> **To be done**
Tally the lines in the listing below that contain the string "dock", treating uppercase and lowercase letters as distinct, and give only the resulting number.

** Start of Data provided **

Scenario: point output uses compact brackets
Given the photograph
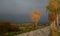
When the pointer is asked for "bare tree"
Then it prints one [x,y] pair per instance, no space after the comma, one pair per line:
[35,17]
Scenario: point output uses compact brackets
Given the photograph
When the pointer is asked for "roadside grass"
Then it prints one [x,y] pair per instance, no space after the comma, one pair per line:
[23,29]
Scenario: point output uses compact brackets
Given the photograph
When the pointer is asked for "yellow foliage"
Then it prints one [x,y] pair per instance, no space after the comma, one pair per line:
[36,16]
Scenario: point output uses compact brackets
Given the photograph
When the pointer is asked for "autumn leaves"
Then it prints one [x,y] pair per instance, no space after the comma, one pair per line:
[35,16]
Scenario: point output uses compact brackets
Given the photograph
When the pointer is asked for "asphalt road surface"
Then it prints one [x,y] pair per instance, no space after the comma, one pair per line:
[40,32]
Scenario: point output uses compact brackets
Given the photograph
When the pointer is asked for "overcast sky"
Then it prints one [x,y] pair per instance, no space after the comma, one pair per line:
[19,10]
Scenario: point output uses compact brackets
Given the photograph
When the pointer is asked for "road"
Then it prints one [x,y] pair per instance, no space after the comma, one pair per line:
[40,32]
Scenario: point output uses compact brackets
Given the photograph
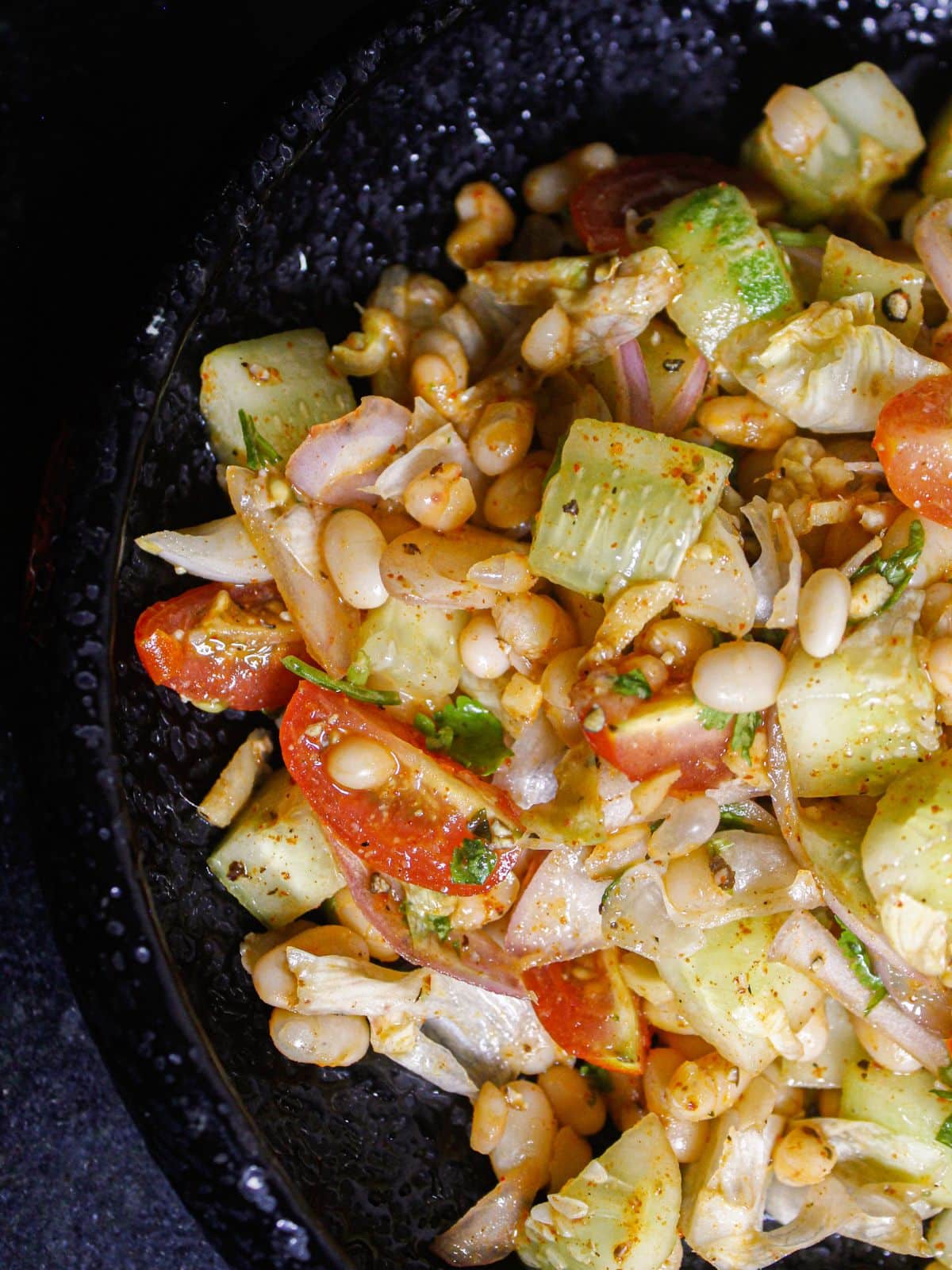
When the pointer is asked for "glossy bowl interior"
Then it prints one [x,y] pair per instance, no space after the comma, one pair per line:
[292,1165]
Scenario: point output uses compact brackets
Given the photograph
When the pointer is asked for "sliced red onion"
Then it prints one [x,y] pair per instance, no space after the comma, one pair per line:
[682,406]
[632,389]
[804,945]
[467,956]
[558,914]
[338,460]
[489,1231]
[933,241]
[782,797]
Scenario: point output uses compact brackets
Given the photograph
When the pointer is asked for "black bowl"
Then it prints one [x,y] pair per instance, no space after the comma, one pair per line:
[283,1165]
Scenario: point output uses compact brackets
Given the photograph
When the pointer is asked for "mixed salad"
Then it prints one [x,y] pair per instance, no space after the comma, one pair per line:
[609,641]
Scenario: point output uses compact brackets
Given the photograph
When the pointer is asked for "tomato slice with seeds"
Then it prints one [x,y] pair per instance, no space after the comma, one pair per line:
[588,1009]
[221,645]
[410,827]
[914,442]
[600,206]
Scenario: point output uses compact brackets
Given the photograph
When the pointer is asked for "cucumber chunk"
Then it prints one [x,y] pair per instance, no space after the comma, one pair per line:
[896,289]
[733,272]
[624,506]
[282,381]
[744,1005]
[860,718]
[276,859]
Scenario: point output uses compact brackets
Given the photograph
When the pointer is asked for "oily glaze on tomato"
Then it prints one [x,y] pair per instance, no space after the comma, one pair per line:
[221,645]
[914,444]
[600,206]
[412,826]
[587,1007]
[644,738]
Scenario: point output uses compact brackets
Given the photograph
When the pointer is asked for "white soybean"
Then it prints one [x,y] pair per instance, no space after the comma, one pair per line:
[824,611]
[482,651]
[739,677]
[352,549]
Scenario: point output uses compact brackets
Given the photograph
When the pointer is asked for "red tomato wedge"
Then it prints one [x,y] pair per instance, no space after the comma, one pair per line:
[587,1007]
[412,826]
[600,206]
[914,444]
[221,645]
[644,738]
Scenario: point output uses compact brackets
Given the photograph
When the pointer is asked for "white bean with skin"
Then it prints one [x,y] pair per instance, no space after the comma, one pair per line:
[325,1041]
[739,677]
[352,549]
[359,764]
[824,611]
[482,651]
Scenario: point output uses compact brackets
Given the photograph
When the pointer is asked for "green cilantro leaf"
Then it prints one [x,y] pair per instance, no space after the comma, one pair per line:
[473,863]
[860,964]
[597,1076]
[258,450]
[442,926]
[469,733]
[632,683]
[323,679]
[743,733]
[899,568]
[711,718]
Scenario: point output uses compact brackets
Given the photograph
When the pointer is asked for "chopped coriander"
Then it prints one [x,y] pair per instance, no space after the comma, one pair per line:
[467,732]
[442,926]
[743,733]
[899,568]
[258,451]
[351,690]
[711,718]
[597,1076]
[860,964]
[473,863]
[632,683]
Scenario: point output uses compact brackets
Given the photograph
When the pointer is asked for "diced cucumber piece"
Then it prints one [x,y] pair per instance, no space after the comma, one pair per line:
[909,842]
[937,173]
[862,717]
[624,506]
[901,1103]
[274,859]
[744,1005]
[733,271]
[412,649]
[628,1210]
[896,289]
[867,137]
[282,381]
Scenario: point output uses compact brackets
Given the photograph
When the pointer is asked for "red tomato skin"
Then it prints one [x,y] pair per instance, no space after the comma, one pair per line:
[255,681]
[385,835]
[641,742]
[914,442]
[644,184]
[596,1018]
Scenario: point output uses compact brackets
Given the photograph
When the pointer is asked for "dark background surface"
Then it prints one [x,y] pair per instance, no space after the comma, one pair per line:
[118,125]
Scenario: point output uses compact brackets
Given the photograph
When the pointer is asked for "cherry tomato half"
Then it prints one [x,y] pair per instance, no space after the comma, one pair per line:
[644,738]
[410,827]
[601,203]
[221,645]
[914,444]
[587,1007]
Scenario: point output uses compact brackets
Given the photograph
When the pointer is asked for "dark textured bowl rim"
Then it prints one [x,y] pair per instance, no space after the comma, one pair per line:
[152,1043]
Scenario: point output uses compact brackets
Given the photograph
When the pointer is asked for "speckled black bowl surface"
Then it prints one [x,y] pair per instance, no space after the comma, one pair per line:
[290,1166]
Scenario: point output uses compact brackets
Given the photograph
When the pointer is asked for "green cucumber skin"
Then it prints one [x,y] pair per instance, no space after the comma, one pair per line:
[731,270]
[625,505]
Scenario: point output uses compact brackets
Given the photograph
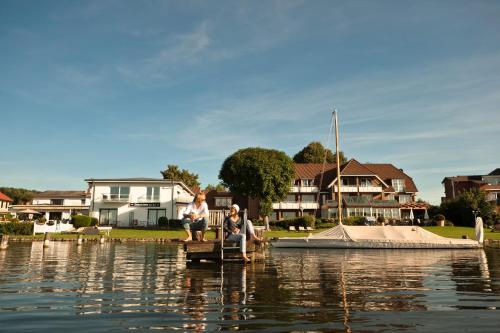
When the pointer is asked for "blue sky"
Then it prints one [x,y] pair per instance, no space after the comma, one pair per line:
[123,88]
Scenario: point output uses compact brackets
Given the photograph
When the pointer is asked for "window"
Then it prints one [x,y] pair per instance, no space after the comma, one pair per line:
[154,215]
[153,193]
[404,199]
[308,198]
[289,215]
[365,182]
[119,192]
[108,216]
[398,185]
[223,201]
[307,182]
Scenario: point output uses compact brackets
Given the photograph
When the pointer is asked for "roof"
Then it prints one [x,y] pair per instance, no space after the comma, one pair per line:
[139,180]
[61,194]
[5,197]
[384,172]
[387,171]
[495,172]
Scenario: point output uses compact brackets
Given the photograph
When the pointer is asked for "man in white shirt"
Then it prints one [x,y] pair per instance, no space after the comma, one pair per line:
[196,217]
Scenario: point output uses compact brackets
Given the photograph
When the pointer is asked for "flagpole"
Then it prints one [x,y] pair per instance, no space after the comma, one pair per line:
[338,166]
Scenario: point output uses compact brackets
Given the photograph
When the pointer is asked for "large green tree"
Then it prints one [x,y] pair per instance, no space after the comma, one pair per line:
[468,204]
[19,195]
[315,153]
[173,172]
[260,173]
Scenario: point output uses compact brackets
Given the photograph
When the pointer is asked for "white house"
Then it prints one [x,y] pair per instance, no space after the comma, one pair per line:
[5,202]
[129,202]
[57,205]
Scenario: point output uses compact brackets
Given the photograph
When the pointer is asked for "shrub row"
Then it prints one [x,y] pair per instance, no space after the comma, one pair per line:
[16,228]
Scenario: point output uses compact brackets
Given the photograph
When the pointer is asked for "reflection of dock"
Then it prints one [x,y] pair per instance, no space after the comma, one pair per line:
[211,250]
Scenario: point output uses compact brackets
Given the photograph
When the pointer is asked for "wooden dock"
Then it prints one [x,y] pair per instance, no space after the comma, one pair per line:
[210,250]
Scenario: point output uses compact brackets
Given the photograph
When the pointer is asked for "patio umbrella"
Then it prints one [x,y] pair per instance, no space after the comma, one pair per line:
[28,211]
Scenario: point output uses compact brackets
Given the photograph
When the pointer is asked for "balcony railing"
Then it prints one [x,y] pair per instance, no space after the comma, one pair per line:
[295,205]
[304,189]
[114,198]
[360,189]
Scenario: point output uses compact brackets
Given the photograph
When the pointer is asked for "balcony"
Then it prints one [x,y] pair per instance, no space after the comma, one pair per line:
[114,198]
[362,189]
[304,189]
[295,205]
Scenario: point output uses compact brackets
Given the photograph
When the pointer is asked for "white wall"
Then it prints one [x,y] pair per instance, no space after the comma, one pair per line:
[137,194]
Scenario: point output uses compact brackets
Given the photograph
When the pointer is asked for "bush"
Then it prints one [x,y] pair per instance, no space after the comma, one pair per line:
[439,217]
[16,228]
[162,222]
[80,221]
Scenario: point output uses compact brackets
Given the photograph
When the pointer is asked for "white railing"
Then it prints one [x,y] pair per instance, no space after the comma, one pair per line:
[304,189]
[215,217]
[361,189]
[295,205]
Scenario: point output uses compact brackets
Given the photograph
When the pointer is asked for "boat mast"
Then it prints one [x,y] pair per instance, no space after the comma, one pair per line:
[337,153]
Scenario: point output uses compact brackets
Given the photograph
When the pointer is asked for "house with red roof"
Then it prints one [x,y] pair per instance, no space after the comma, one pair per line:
[376,190]
[367,190]
[5,202]
[489,183]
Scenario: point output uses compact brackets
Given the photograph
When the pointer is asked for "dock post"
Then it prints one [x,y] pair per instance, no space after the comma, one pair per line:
[4,242]
[46,240]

** End of Data provided **

> **Solution for this problem**
3